Do this.
Copy out word for word everything from the line containing "Can you see the lace rose" down to the last line of the items, including both of those lines.

[START OF Record extracts]

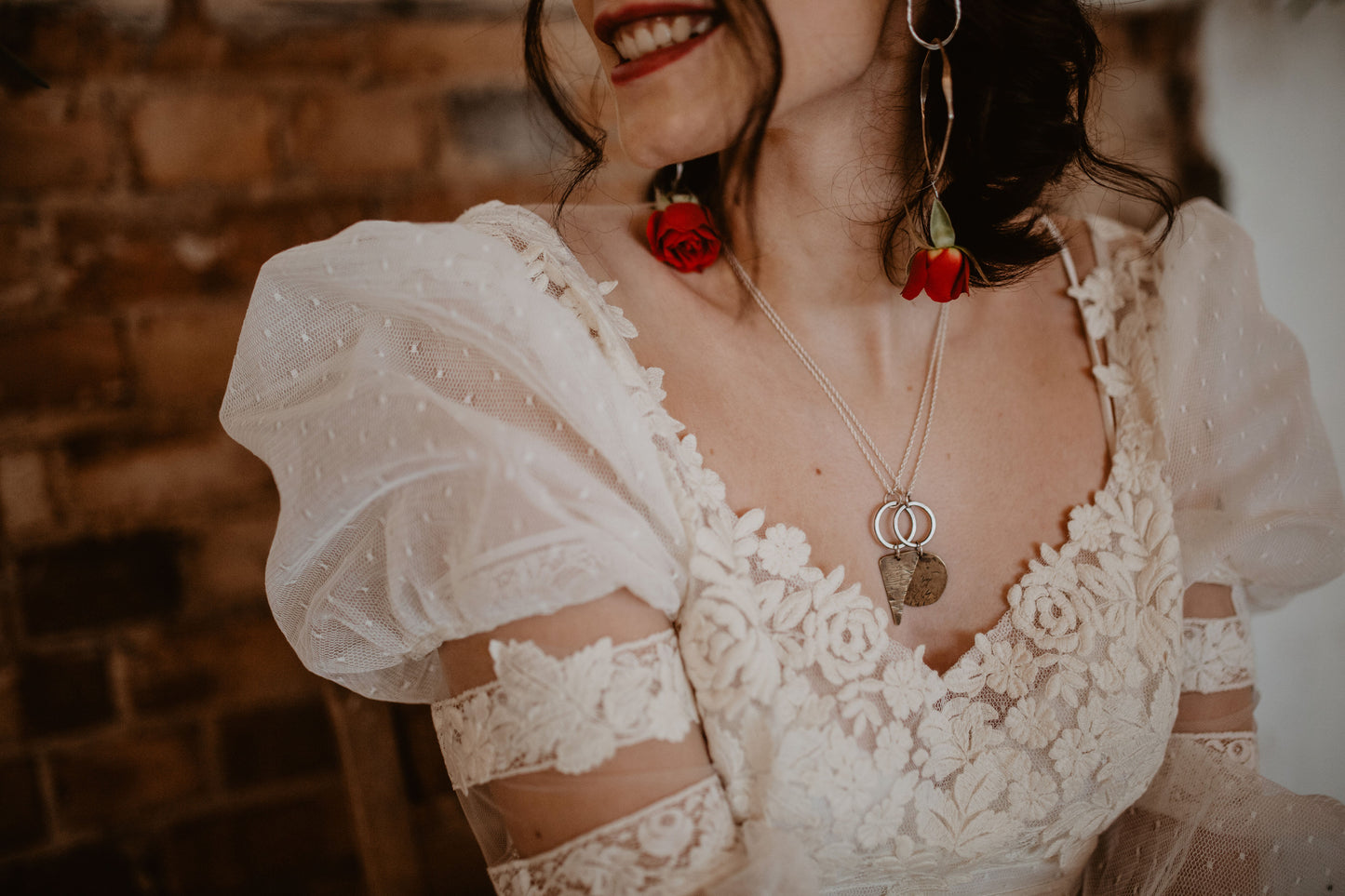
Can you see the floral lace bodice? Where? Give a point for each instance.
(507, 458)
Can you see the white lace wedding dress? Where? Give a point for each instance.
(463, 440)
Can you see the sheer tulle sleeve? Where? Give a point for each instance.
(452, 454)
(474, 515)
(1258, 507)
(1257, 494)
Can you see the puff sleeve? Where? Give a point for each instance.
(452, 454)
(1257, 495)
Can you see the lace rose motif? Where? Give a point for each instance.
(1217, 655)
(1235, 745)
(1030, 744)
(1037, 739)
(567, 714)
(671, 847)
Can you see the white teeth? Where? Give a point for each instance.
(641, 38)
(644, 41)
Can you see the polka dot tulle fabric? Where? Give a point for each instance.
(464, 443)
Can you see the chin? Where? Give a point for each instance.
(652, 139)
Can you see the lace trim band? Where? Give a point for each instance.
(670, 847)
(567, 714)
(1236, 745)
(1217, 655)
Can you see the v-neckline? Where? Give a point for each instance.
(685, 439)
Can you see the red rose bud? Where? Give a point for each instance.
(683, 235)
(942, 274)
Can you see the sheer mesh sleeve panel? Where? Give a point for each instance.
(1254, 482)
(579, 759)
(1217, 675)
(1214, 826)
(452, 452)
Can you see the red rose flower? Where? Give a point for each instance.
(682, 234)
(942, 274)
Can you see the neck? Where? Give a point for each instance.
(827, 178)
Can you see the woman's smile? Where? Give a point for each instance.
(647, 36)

[END OF Record extracts]

Result of this task.
Can you see the lace rose motif? Where? Give a point for each instance.
(1217, 655)
(1235, 745)
(1030, 744)
(1037, 739)
(567, 714)
(671, 847)
Can you see the white teeth? Where? Give a point for each instance.
(641, 38)
(644, 41)
Can you see the polka dot tulle fabric? Where? Give a point for each instance.
(464, 443)
Can you see the chin? Where? Give a point for each instance.
(652, 139)
Can you see the lace trim band? Where? Give a point for each instance.
(670, 847)
(567, 714)
(1236, 745)
(1217, 655)
Can you see the v-neckline? Where? Give a point for each instance.
(685, 439)
Can you see the red rose bud? Where? Give a point for each instance.
(683, 235)
(942, 274)
Can you see the sheer mesh sleeve panel? Where? Give a point for each instance.
(1254, 482)
(579, 759)
(1217, 675)
(1214, 826)
(452, 452)
Can you see the red rose flower? Where? Give a point for each instance.
(682, 234)
(942, 274)
Can you see the neck? Where? Give a point for each instance.
(827, 178)
Can you see the woman's smile? Where? Give a point for each instance.
(647, 36)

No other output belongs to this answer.